***** EXTRACTED INFORMATION *****
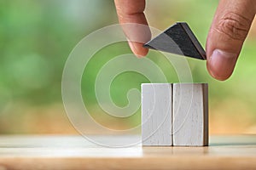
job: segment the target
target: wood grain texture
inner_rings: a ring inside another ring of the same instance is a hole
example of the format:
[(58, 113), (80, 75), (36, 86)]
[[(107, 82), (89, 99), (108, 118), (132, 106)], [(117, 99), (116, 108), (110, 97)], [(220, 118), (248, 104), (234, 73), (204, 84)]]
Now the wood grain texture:
[(173, 84), (173, 145), (208, 145), (207, 94), (207, 84)]
[(144, 146), (171, 146), (172, 84), (142, 84), (142, 139)]
[(82, 136), (0, 136), (0, 169), (256, 169), (256, 136), (212, 136), (208, 147), (130, 148), (101, 147)]

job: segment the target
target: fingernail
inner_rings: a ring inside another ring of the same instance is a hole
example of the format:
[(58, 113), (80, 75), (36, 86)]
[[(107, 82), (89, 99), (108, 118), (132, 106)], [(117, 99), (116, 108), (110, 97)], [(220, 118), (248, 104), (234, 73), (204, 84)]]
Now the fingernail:
[(209, 71), (218, 80), (229, 78), (236, 65), (237, 54), (215, 49), (209, 60)]

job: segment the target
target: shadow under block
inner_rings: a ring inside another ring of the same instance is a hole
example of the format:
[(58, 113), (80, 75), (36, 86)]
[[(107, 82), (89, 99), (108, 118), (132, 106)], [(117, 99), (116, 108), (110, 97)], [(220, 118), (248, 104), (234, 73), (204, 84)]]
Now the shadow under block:
[(172, 145), (172, 84), (142, 84), (143, 145)]
[(173, 84), (173, 145), (208, 145), (208, 86)]

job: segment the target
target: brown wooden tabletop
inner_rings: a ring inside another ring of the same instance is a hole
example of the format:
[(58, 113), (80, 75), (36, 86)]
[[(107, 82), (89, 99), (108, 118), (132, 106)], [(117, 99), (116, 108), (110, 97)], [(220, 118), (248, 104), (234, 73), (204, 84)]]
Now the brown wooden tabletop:
[(256, 169), (256, 136), (212, 136), (208, 147), (125, 148), (99, 146), (81, 136), (0, 136), (0, 170), (5, 169)]

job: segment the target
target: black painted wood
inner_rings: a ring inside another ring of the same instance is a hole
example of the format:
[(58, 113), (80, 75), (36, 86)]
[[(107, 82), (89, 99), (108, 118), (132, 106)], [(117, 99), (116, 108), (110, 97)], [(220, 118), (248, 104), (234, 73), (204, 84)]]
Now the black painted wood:
[(177, 22), (143, 45), (155, 50), (207, 60), (206, 52), (185, 22)]

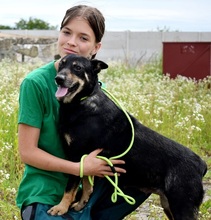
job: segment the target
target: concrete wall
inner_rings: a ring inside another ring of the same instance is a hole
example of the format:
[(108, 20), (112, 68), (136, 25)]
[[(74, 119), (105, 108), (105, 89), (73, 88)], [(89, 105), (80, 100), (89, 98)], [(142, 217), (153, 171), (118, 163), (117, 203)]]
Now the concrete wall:
[[(23, 38), (58, 37), (58, 31), (45, 30), (0, 30), (1, 34), (22, 36)], [(121, 60), (133, 64), (150, 61), (162, 55), (163, 42), (211, 42), (211, 32), (106, 32), (102, 40), (102, 49), (97, 55), (105, 62)], [(43, 45), (42, 45), (43, 47)], [(46, 62), (57, 53), (52, 47), (51, 56), (42, 57)]]

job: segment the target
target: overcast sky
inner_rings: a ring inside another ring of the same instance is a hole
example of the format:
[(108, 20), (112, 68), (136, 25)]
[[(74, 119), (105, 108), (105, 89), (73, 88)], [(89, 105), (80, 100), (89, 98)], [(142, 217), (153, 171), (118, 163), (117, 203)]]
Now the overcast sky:
[(211, 0), (1, 0), (0, 25), (32, 17), (59, 27), (65, 11), (77, 4), (97, 7), (107, 31), (211, 32)]

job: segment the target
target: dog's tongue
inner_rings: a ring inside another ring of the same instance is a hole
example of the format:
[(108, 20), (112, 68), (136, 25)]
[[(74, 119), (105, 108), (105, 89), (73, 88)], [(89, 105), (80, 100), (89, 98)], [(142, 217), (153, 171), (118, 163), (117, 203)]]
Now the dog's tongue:
[(59, 98), (65, 96), (67, 92), (68, 92), (68, 88), (59, 86), (55, 95), (57, 98)]

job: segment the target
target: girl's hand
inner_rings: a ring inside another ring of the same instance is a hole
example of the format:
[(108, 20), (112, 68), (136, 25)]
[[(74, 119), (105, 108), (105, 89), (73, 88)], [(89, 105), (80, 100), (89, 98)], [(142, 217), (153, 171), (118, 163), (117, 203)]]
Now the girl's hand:
[[(111, 167), (108, 163), (102, 159), (97, 158), (97, 155), (102, 151), (102, 149), (97, 149), (91, 152), (84, 158), (83, 162), (83, 175), (84, 176), (98, 176), (104, 177), (104, 175), (114, 176)], [(125, 164), (123, 160), (111, 160), (113, 165)], [(114, 167), (118, 175), (120, 173), (126, 173), (126, 170), (120, 167)]]

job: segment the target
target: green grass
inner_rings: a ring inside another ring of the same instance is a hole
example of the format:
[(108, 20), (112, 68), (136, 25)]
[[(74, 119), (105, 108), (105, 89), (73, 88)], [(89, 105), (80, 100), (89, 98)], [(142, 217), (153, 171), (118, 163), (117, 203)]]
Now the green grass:
[[(40, 65), (0, 62), (0, 219), (20, 219), (15, 205), (23, 172), (17, 149), (19, 85)], [(143, 124), (186, 145), (211, 167), (211, 78), (199, 82), (181, 76), (170, 79), (162, 75), (160, 60), (135, 69), (110, 63), (99, 78)], [(204, 181), (211, 184), (210, 170)], [(200, 209), (200, 219), (204, 220), (211, 218), (210, 187), (207, 195)], [(156, 219), (157, 213), (162, 213), (158, 198), (153, 195), (149, 203), (149, 219)], [(135, 213), (127, 219), (138, 219)]]

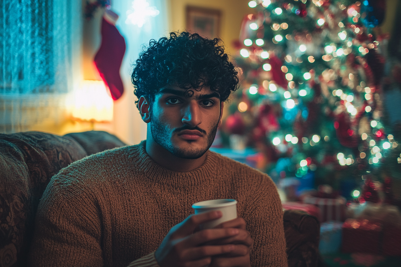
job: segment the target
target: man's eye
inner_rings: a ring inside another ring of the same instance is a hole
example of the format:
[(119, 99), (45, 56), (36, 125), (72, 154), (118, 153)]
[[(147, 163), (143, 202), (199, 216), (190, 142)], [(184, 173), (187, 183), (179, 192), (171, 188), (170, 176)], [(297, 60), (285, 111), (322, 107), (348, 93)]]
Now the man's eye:
[(169, 104), (178, 104), (181, 103), (181, 102), (178, 100), (178, 98), (172, 97), (167, 99), (167, 103)]
[(204, 100), (202, 102), (202, 104), (206, 106), (211, 106), (214, 103), (210, 100)]

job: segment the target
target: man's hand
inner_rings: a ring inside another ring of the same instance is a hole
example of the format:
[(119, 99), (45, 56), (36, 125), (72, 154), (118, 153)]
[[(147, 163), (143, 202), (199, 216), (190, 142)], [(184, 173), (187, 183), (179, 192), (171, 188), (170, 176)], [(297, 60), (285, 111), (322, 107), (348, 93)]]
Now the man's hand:
[(238, 266), (250, 267), (251, 261), (249, 252), (253, 241), (249, 232), (245, 230), (246, 223), (243, 219), (239, 217), (231, 221), (219, 225), (215, 228), (237, 228), (239, 233), (236, 235), (222, 238), (208, 242), (208, 245), (232, 244), (237, 247), (236, 253), (228, 253), (224, 255), (212, 257), (210, 267), (218, 266)]
[[(228, 253), (233, 257), (243, 256), (245, 248), (243, 245), (207, 244), (213, 241), (224, 242), (224, 240), (234, 240), (240, 233), (241, 229), (224, 227), (194, 233), (199, 225), (221, 217), (221, 213), (219, 211), (192, 214), (173, 227), (155, 253), (159, 265), (161, 267), (203, 267), (211, 264), (212, 256)], [(230, 239), (231, 238), (234, 239)], [(247, 255), (249, 257), (249, 252)], [(225, 266), (246, 265), (238, 265), (236, 262), (235, 265)]]

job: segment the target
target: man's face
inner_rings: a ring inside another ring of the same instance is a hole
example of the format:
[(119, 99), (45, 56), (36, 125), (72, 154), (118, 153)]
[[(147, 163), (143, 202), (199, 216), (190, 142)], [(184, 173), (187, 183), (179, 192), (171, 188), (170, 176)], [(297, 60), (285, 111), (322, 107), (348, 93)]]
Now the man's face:
[(223, 107), (219, 94), (209, 87), (192, 91), (190, 96), (178, 86), (163, 87), (155, 96), (150, 114), (155, 142), (175, 156), (188, 159), (201, 157), (210, 147)]

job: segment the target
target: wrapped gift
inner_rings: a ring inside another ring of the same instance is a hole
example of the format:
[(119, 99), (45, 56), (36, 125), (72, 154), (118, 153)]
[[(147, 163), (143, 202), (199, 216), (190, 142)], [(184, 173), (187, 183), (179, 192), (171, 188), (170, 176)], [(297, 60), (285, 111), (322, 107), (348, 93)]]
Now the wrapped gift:
[(329, 221), (320, 224), (319, 251), (322, 254), (338, 252), (341, 246), (342, 223)]
[(383, 253), (401, 255), (401, 225), (388, 225), (383, 229)]
[(342, 252), (380, 253), (381, 231), (381, 224), (379, 223), (347, 219), (342, 225)]
[(314, 205), (307, 204), (301, 202), (286, 201), (282, 203), (283, 209), (285, 210), (296, 209), (305, 211), (309, 215), (315, 216), (320, 221), (321, 214), (320, 209)]
[(344, 218), (346, 200), (340, 196), (334, 198), (305, 196), (304, 203), (315, 205), (320, 209), (322, 215), (320, 222), (335, 221), (343, 221)]

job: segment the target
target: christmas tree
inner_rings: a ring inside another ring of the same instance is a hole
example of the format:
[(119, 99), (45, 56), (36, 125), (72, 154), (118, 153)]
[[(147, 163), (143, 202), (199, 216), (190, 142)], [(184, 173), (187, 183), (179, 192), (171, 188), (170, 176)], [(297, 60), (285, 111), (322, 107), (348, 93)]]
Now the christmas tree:
[(383, 106), (385, 40), (374, 29), (384, 3), (249, 2), (255, 12), (237, 44), (241, 87), (223, 137), (242, 137), (261, 152), (262, 170), (273, 180), (313, 173), (315, 186), (330, 185), (346, 197), (371, 200), (366, 188), (358, 194), (365, 181), (390, 197), (392, 181), (401, 177), (401, 137)]

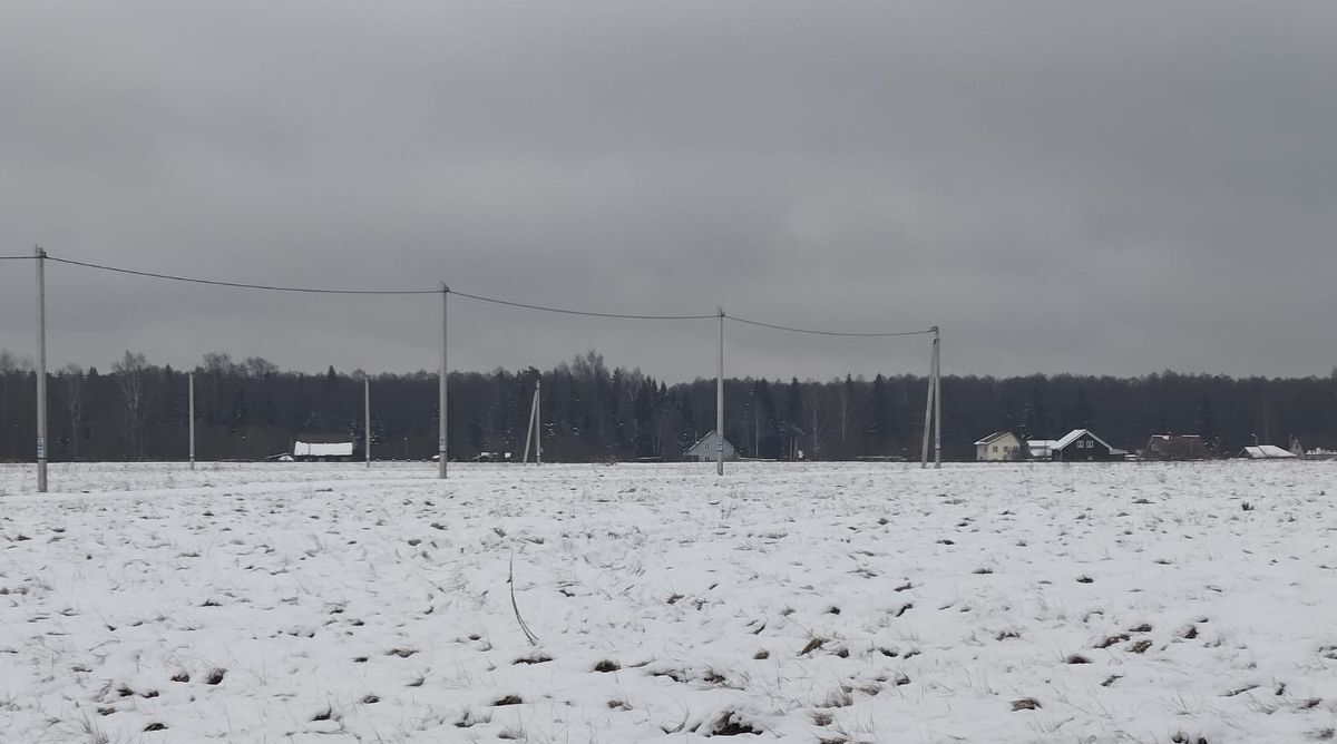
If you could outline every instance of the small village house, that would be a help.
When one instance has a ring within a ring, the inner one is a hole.
[[[1058,443],[1058,439],[1027,439],[1027,457],[1031,459],[1052,459],[1050,457],[1050,451],[1054,449],[1055,443]]]
[[[1277,445],[1253,445],[1239,450],[1245,459],[1293,459],[1296,453]]]
[[[1198,434],[1152,434],[1142,459],[1206,459],[1211,449]]]
[[[1025,441],[1013,431],[995,431],[975,442],[977,462],[1013,462],[1025,458]]]
[[[1108,462],[1126,454],[1090,429],[1074,429],[1050,447],[1050,458],[1059,462]]]
[[[1337,437],[1298,434],[1290,438],[1290,451],[1305,459],[1337,459]]]
[[[738,459],[738,450],[734,449],[734,445],[730,443],[729,439],[722,439],[721,437],[718,437],[714,429],[707,431],[705,437],[697,439],[695,445],[687,447],[682,453],[682,458],[686,459],[687,462],[714,462],[717,447],[719,446],[721,441],[723,442],[725,446],[725,459],[729,461]]]

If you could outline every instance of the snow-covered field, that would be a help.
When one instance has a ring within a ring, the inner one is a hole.
[[[0,740],[1337,728],[1333,463],[432,476],[0,466]]]

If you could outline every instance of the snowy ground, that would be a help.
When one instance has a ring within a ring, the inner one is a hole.
[[[0,740],[1337,728],[1334,463],[432,474],[0,466]]]

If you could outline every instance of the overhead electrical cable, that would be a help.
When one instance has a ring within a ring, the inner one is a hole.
*****
### PROBLEM DESCRIPTION
Starting at the line with "If you could outline every instance of the snow-covered", copy every line up to and including the last one in the entries above.

### RESULT FOR THIS TASK
If you could outline every instance of the snow-covered field, that would be a help.
When one instance has a ring within a ring, the inner one is a hole.
[[[0,740],[1337,728],[1333,463],[432,476],[0,466]]]

If you could outline every instance of the snowy ground, that would be a help.
When one instance has a ring within a ring, the inner one is a hole.
[[[0,740],[1337,728],[1334,463],[432,474],[0,466]]]

If you could outline every instance of the overhead electrical cable, that would be a help.
When one instance has a ring within a ring, the inner one is a hole.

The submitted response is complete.